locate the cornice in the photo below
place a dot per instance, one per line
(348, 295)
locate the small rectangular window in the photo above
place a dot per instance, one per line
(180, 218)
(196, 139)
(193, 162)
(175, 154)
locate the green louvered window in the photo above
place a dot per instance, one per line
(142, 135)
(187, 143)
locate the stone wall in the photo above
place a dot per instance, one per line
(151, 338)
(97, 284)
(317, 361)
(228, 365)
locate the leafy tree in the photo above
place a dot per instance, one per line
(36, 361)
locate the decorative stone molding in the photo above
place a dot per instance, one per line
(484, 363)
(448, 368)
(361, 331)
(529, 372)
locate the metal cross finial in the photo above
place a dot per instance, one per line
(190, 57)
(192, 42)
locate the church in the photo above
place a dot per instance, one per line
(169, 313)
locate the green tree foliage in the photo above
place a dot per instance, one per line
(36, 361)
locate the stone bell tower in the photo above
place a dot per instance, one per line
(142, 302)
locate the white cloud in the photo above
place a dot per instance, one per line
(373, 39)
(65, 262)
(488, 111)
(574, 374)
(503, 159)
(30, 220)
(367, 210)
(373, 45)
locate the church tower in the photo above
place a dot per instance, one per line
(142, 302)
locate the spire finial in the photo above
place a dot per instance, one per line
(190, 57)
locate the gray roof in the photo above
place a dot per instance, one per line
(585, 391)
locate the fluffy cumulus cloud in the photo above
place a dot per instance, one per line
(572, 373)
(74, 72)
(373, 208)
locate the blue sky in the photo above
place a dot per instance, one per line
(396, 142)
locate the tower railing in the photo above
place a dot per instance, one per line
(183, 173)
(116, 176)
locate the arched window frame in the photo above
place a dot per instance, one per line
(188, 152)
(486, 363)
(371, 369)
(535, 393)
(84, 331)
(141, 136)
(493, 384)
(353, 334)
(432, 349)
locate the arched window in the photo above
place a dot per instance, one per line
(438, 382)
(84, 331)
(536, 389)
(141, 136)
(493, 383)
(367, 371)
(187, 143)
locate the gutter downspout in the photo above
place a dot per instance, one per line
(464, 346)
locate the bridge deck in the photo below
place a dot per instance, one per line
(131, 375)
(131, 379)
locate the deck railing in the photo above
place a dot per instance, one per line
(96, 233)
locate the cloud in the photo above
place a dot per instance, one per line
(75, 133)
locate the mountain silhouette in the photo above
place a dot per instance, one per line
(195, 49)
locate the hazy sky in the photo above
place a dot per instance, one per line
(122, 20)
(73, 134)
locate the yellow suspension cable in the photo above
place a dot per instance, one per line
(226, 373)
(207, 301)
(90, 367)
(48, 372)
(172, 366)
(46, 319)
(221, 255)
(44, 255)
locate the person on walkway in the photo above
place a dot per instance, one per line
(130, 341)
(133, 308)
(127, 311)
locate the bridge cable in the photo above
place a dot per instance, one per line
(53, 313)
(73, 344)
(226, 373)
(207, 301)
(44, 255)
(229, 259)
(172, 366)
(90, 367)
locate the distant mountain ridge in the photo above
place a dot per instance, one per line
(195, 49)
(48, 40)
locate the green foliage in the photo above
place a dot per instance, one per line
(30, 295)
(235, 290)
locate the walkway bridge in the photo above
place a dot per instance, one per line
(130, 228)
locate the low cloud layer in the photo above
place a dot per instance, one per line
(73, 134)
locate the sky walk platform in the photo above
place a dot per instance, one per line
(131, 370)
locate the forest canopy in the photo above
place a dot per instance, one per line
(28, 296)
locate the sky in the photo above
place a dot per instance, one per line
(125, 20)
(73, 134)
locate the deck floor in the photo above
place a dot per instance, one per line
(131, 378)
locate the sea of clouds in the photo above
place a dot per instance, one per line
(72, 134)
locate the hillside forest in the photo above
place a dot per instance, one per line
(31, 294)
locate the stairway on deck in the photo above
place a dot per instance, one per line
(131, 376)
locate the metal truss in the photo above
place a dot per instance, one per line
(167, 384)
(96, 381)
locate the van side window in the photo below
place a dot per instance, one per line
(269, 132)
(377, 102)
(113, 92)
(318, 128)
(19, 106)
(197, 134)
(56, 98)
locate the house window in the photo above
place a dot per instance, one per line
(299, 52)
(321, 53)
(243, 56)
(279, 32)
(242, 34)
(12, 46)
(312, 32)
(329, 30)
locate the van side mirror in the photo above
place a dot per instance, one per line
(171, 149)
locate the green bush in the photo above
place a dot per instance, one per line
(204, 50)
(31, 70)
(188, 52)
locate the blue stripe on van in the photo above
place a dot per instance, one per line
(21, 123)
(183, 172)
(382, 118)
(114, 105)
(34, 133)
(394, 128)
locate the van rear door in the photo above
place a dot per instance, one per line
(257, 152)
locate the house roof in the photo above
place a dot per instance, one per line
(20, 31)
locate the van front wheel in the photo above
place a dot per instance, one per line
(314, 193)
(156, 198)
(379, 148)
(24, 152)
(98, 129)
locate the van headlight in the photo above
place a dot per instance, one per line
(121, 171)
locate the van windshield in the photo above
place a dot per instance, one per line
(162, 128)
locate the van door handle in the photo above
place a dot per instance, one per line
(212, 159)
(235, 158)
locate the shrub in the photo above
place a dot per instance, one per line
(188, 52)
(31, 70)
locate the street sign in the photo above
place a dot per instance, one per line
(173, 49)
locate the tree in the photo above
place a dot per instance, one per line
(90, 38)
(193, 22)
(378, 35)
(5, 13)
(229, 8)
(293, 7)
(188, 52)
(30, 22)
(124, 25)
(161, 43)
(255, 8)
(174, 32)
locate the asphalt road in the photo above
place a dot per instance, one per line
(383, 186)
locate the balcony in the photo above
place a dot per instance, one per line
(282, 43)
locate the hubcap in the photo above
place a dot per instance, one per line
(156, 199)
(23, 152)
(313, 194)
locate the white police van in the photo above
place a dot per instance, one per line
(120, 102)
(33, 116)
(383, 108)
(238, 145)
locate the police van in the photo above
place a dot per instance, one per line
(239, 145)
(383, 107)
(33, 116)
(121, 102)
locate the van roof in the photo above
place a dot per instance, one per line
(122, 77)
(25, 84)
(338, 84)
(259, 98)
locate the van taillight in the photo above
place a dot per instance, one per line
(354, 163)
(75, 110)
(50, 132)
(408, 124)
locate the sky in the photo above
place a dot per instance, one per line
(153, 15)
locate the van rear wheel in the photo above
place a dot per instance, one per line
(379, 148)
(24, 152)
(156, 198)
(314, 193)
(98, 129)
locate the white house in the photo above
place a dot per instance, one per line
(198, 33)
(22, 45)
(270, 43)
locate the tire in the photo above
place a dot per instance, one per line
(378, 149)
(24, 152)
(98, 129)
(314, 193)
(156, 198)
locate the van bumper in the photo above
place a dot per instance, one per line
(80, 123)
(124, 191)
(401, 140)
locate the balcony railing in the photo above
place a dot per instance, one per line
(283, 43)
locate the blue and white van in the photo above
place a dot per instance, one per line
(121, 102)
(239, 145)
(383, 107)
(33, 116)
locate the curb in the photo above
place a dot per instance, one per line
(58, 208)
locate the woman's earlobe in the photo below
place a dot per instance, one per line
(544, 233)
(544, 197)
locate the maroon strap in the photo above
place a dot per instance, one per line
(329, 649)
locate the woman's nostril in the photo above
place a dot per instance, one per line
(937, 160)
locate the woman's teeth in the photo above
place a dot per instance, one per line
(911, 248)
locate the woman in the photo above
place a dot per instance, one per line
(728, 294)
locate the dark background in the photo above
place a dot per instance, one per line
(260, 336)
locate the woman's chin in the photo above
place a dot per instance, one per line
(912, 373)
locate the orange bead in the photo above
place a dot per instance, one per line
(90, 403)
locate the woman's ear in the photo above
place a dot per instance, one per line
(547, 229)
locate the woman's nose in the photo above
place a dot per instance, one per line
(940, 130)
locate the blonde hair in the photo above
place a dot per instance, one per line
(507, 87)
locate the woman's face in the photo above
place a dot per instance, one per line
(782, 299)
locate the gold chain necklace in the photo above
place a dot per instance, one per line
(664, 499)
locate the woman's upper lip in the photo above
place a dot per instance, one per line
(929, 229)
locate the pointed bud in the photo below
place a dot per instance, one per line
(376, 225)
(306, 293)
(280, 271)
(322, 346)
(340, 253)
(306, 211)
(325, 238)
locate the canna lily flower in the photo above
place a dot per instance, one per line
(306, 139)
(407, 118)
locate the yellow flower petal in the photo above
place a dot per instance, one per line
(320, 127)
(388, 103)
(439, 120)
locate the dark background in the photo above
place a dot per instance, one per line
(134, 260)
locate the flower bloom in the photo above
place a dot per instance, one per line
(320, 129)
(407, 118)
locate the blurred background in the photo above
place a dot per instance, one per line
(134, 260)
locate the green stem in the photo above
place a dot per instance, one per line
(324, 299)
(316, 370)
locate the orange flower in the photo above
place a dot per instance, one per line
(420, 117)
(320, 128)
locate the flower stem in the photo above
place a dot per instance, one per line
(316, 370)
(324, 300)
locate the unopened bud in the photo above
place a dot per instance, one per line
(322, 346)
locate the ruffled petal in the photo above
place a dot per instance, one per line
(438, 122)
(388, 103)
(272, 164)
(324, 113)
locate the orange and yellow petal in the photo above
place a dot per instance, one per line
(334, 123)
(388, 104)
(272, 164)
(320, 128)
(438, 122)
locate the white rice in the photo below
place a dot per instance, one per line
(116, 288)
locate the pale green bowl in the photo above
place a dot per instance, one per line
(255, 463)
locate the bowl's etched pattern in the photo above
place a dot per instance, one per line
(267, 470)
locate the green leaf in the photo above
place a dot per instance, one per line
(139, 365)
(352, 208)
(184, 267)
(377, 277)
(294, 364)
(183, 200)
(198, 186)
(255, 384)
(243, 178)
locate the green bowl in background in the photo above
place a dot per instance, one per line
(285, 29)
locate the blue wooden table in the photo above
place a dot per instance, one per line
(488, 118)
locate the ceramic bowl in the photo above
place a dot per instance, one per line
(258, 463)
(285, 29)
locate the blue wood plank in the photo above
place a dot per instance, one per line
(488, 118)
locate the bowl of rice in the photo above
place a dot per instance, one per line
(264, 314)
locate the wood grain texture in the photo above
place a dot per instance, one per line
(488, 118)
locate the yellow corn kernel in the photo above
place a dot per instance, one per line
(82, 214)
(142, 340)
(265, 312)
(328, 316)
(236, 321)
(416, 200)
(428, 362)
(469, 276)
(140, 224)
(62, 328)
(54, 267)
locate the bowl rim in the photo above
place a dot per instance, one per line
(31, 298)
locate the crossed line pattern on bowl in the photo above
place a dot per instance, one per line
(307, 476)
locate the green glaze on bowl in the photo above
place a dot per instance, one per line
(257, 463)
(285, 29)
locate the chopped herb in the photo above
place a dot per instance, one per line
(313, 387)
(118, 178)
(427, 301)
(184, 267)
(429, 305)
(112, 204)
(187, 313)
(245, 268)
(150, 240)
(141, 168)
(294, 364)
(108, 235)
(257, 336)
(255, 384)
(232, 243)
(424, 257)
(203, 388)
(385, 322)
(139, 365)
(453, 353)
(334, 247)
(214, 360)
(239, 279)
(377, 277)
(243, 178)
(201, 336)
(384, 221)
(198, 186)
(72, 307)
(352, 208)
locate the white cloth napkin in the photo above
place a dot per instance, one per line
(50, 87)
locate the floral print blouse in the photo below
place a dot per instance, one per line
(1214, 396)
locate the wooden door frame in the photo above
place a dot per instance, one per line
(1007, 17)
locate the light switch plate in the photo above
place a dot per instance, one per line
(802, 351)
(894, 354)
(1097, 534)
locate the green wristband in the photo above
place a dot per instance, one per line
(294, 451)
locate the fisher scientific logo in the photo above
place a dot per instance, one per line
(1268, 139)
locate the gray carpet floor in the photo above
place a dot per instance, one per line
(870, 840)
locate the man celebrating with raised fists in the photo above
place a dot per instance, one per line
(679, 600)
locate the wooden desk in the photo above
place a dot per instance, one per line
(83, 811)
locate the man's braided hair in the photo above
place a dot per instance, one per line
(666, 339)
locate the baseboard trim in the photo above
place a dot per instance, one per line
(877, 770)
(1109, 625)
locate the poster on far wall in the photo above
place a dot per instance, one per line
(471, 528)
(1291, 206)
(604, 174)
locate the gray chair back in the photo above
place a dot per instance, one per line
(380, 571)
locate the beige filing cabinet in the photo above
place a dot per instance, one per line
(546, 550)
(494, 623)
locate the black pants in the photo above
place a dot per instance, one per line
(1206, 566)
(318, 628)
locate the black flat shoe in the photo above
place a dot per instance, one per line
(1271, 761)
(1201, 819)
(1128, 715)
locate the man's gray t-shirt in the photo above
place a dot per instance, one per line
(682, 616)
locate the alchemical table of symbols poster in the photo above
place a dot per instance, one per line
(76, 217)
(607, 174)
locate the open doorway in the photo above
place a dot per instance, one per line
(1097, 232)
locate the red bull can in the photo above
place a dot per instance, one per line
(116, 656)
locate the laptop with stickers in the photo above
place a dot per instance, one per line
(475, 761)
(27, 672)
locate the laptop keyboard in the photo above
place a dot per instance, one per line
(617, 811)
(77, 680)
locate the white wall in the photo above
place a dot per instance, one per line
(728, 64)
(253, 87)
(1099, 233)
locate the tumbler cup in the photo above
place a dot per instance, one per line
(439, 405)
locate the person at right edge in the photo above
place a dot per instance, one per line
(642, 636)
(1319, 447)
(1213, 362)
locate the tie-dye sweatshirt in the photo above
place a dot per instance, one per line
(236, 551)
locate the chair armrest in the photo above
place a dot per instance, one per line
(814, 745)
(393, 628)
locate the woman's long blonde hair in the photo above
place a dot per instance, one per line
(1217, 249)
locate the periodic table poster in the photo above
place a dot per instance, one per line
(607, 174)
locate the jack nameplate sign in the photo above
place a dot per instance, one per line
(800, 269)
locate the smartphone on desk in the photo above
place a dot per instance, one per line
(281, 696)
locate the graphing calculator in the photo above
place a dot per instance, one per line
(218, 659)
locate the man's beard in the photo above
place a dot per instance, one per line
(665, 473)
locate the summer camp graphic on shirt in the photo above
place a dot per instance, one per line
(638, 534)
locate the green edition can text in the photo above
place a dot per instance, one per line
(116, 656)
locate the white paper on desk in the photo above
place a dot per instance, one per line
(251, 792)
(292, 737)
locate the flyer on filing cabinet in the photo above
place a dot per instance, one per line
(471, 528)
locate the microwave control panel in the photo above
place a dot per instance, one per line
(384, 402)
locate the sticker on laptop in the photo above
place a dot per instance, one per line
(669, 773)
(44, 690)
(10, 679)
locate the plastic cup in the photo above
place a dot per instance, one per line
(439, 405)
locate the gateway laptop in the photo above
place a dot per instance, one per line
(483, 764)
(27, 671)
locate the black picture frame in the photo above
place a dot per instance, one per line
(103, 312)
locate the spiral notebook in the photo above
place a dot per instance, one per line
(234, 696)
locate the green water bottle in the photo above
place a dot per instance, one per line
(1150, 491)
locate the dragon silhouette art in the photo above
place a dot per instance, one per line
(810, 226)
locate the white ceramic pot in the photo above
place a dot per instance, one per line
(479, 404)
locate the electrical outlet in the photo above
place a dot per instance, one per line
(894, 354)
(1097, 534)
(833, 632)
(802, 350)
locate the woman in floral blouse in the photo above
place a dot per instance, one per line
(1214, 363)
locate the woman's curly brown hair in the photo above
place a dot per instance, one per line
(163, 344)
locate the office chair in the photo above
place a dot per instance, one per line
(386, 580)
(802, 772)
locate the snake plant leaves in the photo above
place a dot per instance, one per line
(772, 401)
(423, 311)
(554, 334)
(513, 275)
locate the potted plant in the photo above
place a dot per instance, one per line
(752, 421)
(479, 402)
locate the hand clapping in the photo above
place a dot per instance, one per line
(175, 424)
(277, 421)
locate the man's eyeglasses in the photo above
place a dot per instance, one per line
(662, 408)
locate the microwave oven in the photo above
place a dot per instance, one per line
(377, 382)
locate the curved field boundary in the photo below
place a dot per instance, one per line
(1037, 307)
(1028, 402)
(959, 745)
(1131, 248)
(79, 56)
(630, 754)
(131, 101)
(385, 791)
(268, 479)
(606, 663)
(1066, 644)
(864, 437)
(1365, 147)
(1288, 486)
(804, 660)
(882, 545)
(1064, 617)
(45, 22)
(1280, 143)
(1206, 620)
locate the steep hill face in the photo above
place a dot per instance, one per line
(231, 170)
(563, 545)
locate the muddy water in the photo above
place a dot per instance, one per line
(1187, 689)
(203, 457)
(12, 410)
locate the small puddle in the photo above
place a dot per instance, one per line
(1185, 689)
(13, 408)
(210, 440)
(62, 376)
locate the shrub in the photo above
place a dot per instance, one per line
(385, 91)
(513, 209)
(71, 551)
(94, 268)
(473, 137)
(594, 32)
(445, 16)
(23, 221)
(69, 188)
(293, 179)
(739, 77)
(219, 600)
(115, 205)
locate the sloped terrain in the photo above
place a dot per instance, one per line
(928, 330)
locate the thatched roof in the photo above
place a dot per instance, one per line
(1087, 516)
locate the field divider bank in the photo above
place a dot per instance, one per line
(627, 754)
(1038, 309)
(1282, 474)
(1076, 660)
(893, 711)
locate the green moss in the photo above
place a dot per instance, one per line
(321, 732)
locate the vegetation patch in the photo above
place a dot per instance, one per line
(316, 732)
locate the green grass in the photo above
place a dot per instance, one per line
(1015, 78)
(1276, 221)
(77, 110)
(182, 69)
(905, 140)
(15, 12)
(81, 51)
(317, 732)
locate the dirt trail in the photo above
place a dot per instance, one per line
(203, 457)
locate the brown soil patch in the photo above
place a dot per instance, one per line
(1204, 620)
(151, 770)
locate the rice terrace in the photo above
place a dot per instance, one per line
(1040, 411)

+-------+

Problem description.
Reproduce, word for word, the lines beginning with the one that contains "locate the jack" and ending with the one that contains "(1214, 363)", including both end lines.

Answer to the exercise.
locate the jack nameplate sign in the photo above
place a dot per instance, one per line
(800, 269)
locate the smartphone on desk in the photo above
place a dot per instance, one per line
(281, 696)
locate the graphing calculator in the photo above
place a dot per instance, one per line
(218, 659)
locate the man's beard in the photo above
place a dot per instance, one per line
(665, 473)
locate the summer camp graphic on shirt in the photo above
place a dot per instance, one per line
(638, 534)
locate the green edition can text in the photo above
place a dot per instance, one per line
(116, 656)
locate the white paper on desk in the photo above
place a dot per instance, one per line
(251, 792)
(292, 737)
locate the flyer on filing cabinet in the photo above
place a dot per instance, one per line
(471, 528)
locate the microwave control panel in the photo above
place a dot per instance, one per line
(384, 402)
locate the sticker on laptop in the photo above
place a dot per instance, one per line
(669, 773)
(44, 690)
(10, 679)
locate the plastic cup in the photo above
place a dot per instance, one per line
(439, 405)
locate the gateway laptop in the photo above
place a dot per instance, one per line
(483, 764)
(27, 671)
locate the black picture frame in the photo above
place a dot per instance, one per line
(103, 312)
locate the spiral notebook in the photo above
place a dot per instance, one per line
(234, 696)
locate the green water bottle in the photo above
place a dot per instance, one per line
(1150, 491)
locate the dragon silhouette art in the photo above
place a dot per instance, one per line
(810, 226)
locate the white ceramic pot in the photo above
place a dot per instance, one per line
(479, 404)
locate the electrical outlet in the photo above
place a dot per instance, one per line
(894, 354)
(1097, 534)
(833, 632)
(802, 350)
locate the woman in floral blouse in the photo above
place a dot per instance, one per line
(1214, 363)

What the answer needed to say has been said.